EXCERPTED TEXT:
::::::::
Hailing from an Adivasi tribe in Sapkata village in Baksa district of Assam, Maina Hembram is the only child of her parents. The bright 16-year-old is fluent in her mother tongue – Santhali – in addition to the Assamese language, and speaks a little bit of English too.
Maina’s parents had to take up odd jobs to make ends meet and provide her with a decent education. They even managed to enroll her in a privately run English-medium school, where she continued studying up to class VII, but had to drop out when her parents could no longer afford to pay for her schooling.
It all began when Maina’s father took up a job as a truck driver in Arunachal Pradesh in 2015, and would send some money home. Over the next three years, however, the family’s financial situation worsened. Finally, in 2018, her mother decided to head to Tamil Nadu to work as a daily wage labourer.
She left Maina – then in class VI – under the care of her uncle and aunt. The money Maina’s parents had been sending to her uncle helped fund her school education for some time. However, by end-2019, when the money stopped coming, Maina was compelled to drop out of school. Confined at her adopted home, she began babysitting and tending to her uncle and aunt’s children.
In early 2021, the Assam Education team from Tata Trusts was visiting Sapkata village as part of an exercise to identify Out of School Children (OoSC) – those who had to drop out of school for different reasons and circumstances. During their visit, the team found five such girls who had dropped out of school; Maina was among them.
::::::::
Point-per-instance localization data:

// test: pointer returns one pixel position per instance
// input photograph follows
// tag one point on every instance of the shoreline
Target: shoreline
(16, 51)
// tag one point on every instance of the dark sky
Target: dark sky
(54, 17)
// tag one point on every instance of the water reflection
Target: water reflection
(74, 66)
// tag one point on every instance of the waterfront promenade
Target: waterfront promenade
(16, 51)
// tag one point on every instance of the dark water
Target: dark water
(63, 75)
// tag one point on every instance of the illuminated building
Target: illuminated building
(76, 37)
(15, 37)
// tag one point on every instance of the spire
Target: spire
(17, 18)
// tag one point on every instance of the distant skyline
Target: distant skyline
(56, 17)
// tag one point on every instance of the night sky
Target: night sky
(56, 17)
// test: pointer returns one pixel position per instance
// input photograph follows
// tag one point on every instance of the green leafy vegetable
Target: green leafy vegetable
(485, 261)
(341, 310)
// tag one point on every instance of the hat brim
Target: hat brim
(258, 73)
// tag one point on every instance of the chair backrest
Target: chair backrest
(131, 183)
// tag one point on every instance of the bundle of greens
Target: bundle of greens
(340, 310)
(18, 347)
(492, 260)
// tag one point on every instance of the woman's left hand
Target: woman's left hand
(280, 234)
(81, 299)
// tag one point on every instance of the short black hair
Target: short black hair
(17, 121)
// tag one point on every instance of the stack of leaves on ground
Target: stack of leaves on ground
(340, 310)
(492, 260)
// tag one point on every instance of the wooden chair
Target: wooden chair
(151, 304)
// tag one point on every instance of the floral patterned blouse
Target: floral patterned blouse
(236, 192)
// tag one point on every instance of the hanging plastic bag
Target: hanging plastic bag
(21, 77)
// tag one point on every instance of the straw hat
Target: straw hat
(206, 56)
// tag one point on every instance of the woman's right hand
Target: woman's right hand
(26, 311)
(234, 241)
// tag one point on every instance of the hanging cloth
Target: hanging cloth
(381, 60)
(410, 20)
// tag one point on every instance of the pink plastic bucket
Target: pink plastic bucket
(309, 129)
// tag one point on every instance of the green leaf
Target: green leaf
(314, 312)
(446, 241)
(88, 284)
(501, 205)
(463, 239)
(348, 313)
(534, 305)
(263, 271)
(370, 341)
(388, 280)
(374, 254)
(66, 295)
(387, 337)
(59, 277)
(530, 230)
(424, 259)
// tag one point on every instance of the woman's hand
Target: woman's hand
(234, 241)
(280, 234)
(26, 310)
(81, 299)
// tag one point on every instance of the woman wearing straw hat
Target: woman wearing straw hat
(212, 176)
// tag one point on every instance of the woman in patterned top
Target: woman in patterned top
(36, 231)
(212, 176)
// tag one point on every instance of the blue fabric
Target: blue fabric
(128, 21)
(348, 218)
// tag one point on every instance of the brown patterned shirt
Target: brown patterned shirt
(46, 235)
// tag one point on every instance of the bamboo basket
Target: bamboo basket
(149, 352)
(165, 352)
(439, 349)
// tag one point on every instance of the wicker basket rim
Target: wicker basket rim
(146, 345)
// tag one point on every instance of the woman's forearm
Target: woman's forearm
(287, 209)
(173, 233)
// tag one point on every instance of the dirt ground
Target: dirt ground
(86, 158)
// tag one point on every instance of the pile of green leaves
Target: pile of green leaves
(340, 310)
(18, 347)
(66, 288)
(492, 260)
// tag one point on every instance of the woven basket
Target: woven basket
::::::::
TO DO:
A. List every year mentioned in the passage about Maina Hembram, in the order they appear.
B. Carry on the passage about Maina Hembram, picking up after its final sentence.
The rows are separate material, apart from the passage about Maina Hembram.

RESPONSES BY ITEM NUMBER:
A. 2015, 2018, 2019, 2021

B.
After discussions and sharing information about the objectives of the programme, the Trusts team convinced their relatives and village community members to send the girls for a motivational camp being organised at the Tamulpur Girls’ High School nearby. During the 15-day camp held in in March 2021, the girls were counselled on the importance of resuming their education and building a career for themselves. This helped transform the girls’ mindsets and help them dream beyond their current circumstances.
Happy days ahead
Post the motivational camp, Maina was enrolled into class VIII at the Tamulpur Girls High School – around 10 km away from her home – where she resumed her schooling. Barely two weeks into her classes in April 2021 the second wave of Covid-19 struck, and lockdown was imposed. Maina’s school, too, had to shut down for the time being.
The Trusts’ team promptly launched a Whatsapp group for the school’s students and supported them through online remedial classes – by preparing fresh audio-visual learning material and exercises – so that their education wasn’t disrupted through the pandemic.
Currently, Maina is in class IX and has been attending regular classes. She has also been playing football, and representing her village team. Her classmate Saraswati Kisku adds that Maina likes dancing too, and creates videos on ethnic tribal dances featuring artists from her village.
Her school’s Head Teacher (Principal) Hari Narayan Das informs that the school has provided a bicycle to Maina, so that she can attend school regularly. This is part of a programme in the state’s government-run secondary schools to support girl students whose families live below the ‘poverty line’.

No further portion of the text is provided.